MATERIAL PROVIDED:
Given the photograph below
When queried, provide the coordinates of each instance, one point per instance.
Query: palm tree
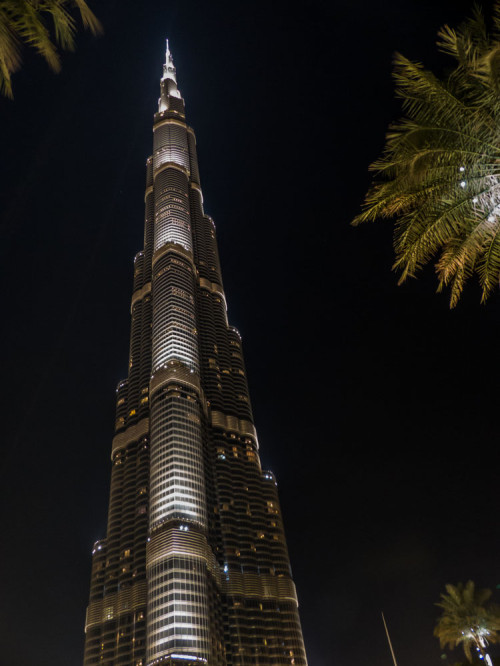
(439, 175)
(32, 22)
(465, 620)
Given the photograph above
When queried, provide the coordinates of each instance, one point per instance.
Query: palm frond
(439, 173)
(43, 25)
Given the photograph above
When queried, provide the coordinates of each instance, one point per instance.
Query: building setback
(194, 568)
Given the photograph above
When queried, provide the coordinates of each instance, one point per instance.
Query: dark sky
(376, 406)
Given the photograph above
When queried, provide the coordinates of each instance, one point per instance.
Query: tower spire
(168, 67)
(168, 83)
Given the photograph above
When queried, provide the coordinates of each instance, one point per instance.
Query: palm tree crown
(32, 22)
(466, 621)
(439, 174)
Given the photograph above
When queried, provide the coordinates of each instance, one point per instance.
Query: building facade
(194, 568)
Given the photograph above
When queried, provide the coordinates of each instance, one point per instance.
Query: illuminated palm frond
(466, 620)
(43, 25)
(439, 175)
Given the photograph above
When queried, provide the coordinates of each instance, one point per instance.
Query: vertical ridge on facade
(194, 567)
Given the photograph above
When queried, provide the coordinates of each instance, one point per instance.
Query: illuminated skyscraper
(194, 567)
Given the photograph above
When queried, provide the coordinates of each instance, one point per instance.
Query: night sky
(376, 406)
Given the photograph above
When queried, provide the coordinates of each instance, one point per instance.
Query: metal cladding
(194, 568)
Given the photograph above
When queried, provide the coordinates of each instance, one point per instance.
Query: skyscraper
(194, 568)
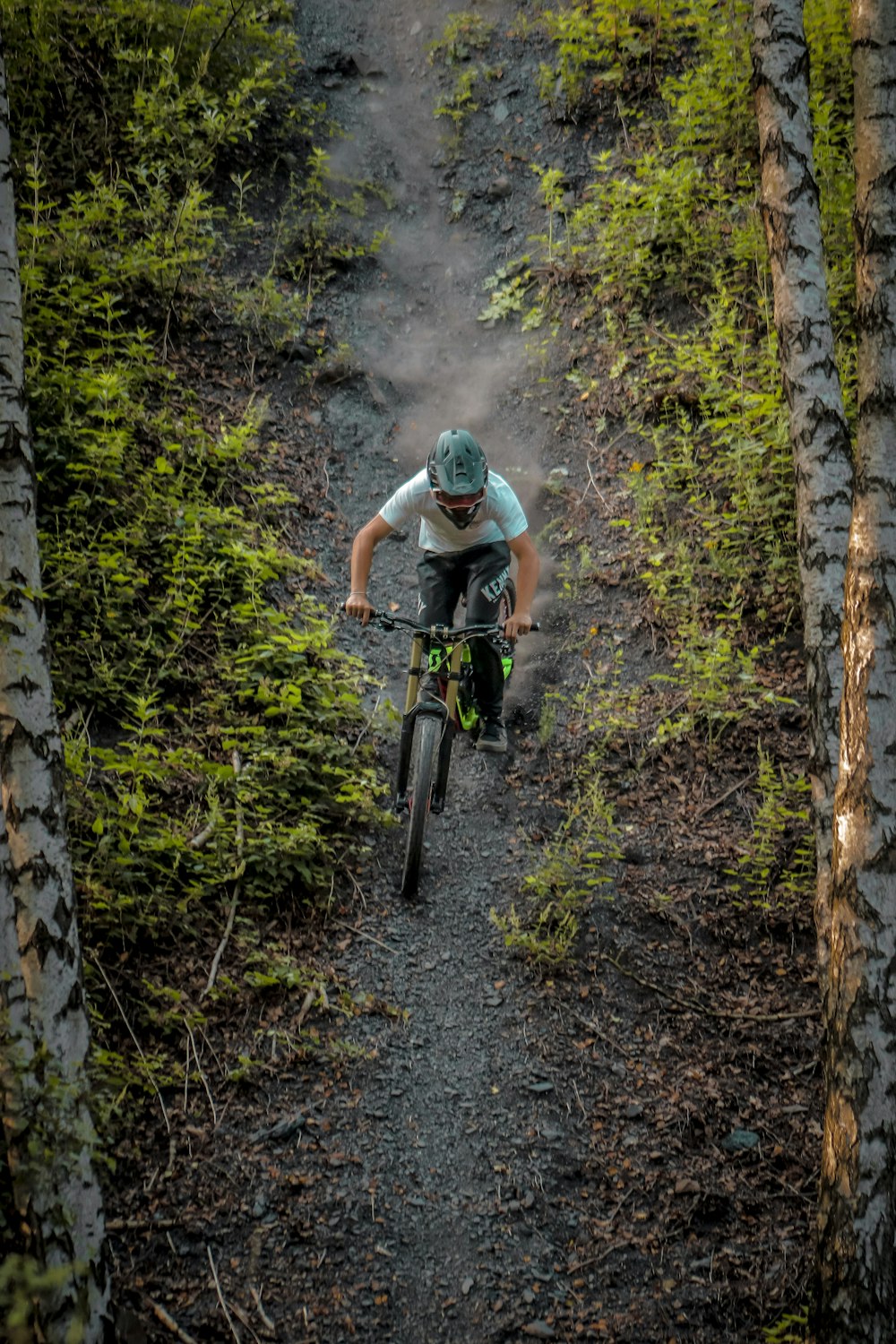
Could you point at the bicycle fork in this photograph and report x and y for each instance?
(414, 707)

PROBLEM:
Put the lines above, from the one holding "Could you point" through the last line of the rows, both included, into a numbered list, leaving out any blank lines.

FULL ANSWER:
1. Could you point at the bicycle fork in this photograph and report x and y for each instance?
2. (414, 707)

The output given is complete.